Instruction:
Print the complete set of entries exactly.

— START OF Extracted entries —

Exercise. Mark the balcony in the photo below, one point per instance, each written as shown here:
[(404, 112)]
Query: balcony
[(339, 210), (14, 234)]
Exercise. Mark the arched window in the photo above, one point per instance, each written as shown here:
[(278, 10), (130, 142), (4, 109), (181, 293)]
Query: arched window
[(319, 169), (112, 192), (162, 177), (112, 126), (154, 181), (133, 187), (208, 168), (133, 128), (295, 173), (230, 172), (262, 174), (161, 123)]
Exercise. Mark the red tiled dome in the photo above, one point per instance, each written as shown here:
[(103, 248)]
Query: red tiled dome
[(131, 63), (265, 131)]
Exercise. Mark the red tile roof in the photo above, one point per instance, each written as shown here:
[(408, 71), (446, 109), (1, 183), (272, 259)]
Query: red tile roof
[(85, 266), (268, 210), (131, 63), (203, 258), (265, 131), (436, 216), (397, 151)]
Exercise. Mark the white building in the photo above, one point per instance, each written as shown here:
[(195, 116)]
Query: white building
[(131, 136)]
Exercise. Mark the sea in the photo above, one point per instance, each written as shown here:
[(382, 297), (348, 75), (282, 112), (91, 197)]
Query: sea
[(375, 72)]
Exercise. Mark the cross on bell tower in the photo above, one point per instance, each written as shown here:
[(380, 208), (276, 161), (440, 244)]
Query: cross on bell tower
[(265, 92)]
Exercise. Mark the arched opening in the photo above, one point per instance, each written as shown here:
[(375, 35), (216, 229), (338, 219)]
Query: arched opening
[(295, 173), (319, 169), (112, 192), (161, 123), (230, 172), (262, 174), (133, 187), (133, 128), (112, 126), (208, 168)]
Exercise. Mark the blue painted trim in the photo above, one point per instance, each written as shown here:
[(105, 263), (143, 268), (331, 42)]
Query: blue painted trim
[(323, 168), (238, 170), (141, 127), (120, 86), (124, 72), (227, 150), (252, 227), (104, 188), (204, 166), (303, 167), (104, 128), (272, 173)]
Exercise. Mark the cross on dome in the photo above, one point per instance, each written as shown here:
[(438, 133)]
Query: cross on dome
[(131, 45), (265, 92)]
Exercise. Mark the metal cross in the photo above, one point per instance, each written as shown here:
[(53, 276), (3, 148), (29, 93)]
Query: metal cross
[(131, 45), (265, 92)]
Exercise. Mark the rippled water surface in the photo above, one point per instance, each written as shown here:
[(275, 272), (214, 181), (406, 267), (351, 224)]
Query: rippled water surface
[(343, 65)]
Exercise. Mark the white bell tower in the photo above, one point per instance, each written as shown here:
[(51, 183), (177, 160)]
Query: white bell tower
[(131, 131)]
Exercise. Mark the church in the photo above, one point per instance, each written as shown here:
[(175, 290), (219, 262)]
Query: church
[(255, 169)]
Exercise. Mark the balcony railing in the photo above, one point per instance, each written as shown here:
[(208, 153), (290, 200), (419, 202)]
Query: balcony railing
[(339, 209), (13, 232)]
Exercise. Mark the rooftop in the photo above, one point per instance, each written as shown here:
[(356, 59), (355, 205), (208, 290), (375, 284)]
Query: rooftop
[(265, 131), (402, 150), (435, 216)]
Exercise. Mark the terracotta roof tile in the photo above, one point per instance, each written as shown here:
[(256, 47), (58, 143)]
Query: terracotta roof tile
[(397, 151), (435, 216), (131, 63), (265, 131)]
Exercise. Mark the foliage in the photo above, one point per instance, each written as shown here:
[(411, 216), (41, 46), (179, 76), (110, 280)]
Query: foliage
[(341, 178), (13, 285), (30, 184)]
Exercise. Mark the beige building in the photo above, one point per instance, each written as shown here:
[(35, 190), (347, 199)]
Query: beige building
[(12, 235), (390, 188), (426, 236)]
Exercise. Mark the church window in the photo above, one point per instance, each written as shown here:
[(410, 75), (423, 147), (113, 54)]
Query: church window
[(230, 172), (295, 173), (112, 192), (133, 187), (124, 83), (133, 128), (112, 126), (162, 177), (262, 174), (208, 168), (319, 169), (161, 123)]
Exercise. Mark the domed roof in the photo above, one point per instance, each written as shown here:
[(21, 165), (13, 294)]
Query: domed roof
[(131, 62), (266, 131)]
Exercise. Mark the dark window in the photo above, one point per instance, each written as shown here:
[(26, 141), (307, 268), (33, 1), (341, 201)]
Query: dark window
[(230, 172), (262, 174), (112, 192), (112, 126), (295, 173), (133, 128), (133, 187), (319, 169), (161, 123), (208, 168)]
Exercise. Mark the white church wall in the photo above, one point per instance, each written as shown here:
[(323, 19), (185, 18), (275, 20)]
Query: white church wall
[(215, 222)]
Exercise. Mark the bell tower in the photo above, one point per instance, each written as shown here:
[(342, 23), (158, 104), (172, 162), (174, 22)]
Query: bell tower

— END OF Extracted entries —

Solution for this exercise:
Exercise. Mark the balcony in the photo below, one point per instance, each written as shown here:
[(404, 112)]
Query: balcony
[(339, 210), (14, 234)]
Exercise. Mark the arched window in the photo above, one point per instance, each written as shown here:
[(278, 10), (130, 142), (4, 109), (181, 293)]
Query: arched window
[(319, 169), (112, 192), (162, 177), (112, 126), (154, 181), (133, 187), (208, 168), (133, 128), (295, 173), (230, 172), (262, 174), (161, 123)]
Exercise. Mark the red tiled dome in the photo above, one point per instance, each written as shown here:
[(103, 248)]
Query: red tiled dome
[(131, 63), (265, 131)]
Exercise. Mark the red tile roof in the photo above, one point per instance, each written as shown here:
[(408, 71), (446, 109), (1, 183), (272, 259)]
Query: red tile roof
[(85, 266), (268, 210), (131, 63), (203, 258), (265, 131), (436, 216), (397, 151)]
Exercise. Mark the white building in the photo above, one point per instance, each written as shown here:
[(195, 116)]
Query: white building
[(131, 136)]
Exercise. Mark the sea in the photo above, one point per instance, each written as shown here:
[(382, 297), (348, 75), (282, 112), (91, 197)]
Query: sea
[(375, 72)]
Exercise. Mark the cross on bell tower in the photo above, one point per instance, each written as shown here:
[(380, 208), (276, 161), (440, 244)]
Query: cross on bell tower
[(265, 92)]
Exercise. Mark the arched opening in the photo above, one point per instance, each written as shown here:
[(375, 35), (216, 229), (338, 219)]
Query: arched opening
[(295, 173), (319, 169), (112, 192), (161, 123), (230, 172), (262, 174), (133, 187), (133, 128), (112, 126), (208, 168)]
Exercise. Mark the blue painted trim in the photo above, one point per instance, each written as shown here:
[(105, 263), (143, 268), (331, 42)]
Query: blue painted trim
[(323, 168), (238, 170), (141, 127), (120, 86), (124, 72), (227, 150), (252, 227), (104, 188), (204, 166), (303, 167), (104, 128), (272, 173)]
Exercise. Mark the cross on dome in the photo above, one point per instance, each written as shown here:
[(438, 133)]
Query: cross on dome
[(131, 45), (265, 92)]
Exercise. Mark the metal cross in the photo above, one point per instance, each written as shown here:
[(53, 276), (3, 148), (29, 93)]
Query: metal cross
[(131, 45), (265, 92)]
Exercise. Mark the rippled water surface in the photo above, one point per instance, each written as shown here:
[(275, 272), (214, 181), (406, 267), (351, 224)]
Query: rippled water surface
[(343, 65)]
Exercise. Mark the white bell tower in the photo above, one point per instance, each written as shown here:
[(51, 183), (177, 160)]
Query: white bell tower
[(131, 131)]
Exercise. Mark the church in the photo above, one point per instance, each written as shown here:
[(175, 290), (219, 262)]
Query: church
[(255, 169)]
Exercise. Mark the balcony railing in the photo above, one point per instance, each written as shown here:
[(208, 153), (290, 200), (419, 202)]
Query: balcony railing
[(339, 209), (13, 232)]
Exercise. Mark the rooftop in the photo above, one point per instance, each written as shown here:
[(356, 59), (355, 205), (208, 290), (375, 284)]
Query: rooftop
[(265, 131), (402, 150), (435, 216)]
Exercise. Mark the terracotta roof tile in the photo above, one point per instance, each written as shown here:
[(256, 47), (58, 143)]
Query: terracotta roof tile
[(397, 151), (435, 216), (131, 63), (265, 131)]
Exercise. Mark the foliage in the photo above, one point per instance, each written as shown here:
[(411, 216), (41, 46), (179, 76), (110, 280)]
Query: foliage
[(341, 178), (13, 285), (30, 184)]
Exercise. Mark the beige building in the photo above, one point per instance, each written as shown here:
[(35, 190), (347, 199)]
Query: beige building
[(12, 235), (390, 188), (426, 236)]
Exercise. Mark the church window in the photo above, one point per instance, each written as shown here:
[(410, 75), (423, 147), (113, 54)]
Query: church window
[(230, 172), (295, 173), (112, 192), (133, 187), (124, 83), (133, 128), (112, 126), (162, 177), (262, 174), (208, 168), (319, 169), (161, 123)]
Exercise. Mark the domed roof in the photo above, one point per instance, each written as shown here:
[(21, 165), (13, 294)]
Query: domed roof
[(131, 62), (266, 131)]
Exercise. Mark the dark window in the photo above, one point per instance, each written as shown here:
[(26, 141), (307, 268), (33, 1), (341, 201)]
Query: dark window
[(230, 172), (262, 174), (112, 192), (112, 126), (295, 173), (133, 128), (133, 187), (319, 169), (161, 123), (208, 168)]
Exercise. Mark the white church wall in the photo above, one point per instance, each written as shown here:
[(323, 19), (185, 18), (275, 20)]
Query: white church wall
[(215, 222)]
Exercise. Mark the bell tower in the photo above, one point per instance, each written as shown here:
[(342, 23), (158, 104), (172, 162), (174, 22)]
Query: bell tower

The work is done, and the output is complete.